EXERCISE: Your answer should consist only of the lines from the line containing "Objective — one point per instance of the carved wooden" through the last line below, each repeated exactly.

Records from a dataset
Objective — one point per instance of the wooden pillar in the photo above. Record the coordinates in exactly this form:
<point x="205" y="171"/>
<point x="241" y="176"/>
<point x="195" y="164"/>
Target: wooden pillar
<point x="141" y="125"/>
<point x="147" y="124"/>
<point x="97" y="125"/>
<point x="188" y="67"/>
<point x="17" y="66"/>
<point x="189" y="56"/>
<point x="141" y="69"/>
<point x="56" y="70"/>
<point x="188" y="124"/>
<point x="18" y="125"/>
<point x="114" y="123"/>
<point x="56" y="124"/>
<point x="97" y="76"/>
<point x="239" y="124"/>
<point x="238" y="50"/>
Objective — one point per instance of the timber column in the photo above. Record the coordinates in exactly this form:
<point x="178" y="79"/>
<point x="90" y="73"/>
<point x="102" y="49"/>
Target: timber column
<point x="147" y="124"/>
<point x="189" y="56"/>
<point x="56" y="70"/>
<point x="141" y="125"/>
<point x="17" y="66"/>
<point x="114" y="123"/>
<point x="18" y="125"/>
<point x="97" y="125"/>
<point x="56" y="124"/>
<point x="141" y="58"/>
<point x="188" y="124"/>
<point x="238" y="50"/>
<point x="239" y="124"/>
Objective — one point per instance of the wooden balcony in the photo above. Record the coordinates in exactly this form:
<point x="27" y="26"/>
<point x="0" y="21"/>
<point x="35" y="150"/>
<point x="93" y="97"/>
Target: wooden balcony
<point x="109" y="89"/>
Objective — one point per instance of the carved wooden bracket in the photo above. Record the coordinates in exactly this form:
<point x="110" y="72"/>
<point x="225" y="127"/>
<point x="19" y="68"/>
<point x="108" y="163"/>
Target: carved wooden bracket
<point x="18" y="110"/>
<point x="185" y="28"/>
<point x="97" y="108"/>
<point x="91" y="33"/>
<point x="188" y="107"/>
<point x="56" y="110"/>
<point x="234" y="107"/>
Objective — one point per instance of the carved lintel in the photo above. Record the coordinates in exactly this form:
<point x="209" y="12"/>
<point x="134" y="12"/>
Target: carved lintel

RESPONSE TO THE TASK:
Objective — one point per instance of the carved wooden bracket in the photo above. Record the coordinates in exactly this form:
<point x="110" y="72"/>
<point x="225" y="127"/>
<point x="19" y="68"/>
<point x="108" y="163"/>
Target: carved wooden bracket
<point x="18" y="110"/>
<point x="185" y="28"/>
<point x="97" y="108"/>
<point x="91" y="33"/>
<point x="188" y="107"/>
<point x="56" y="110"/>
<point x="234" y="107"/>
Objective — one point per instance of the carved lintel in the photo above. Record the coordinates in exactly this form:
<point x="209" y="12"/>
<point x="134" y="12"/>
Target: carved lintel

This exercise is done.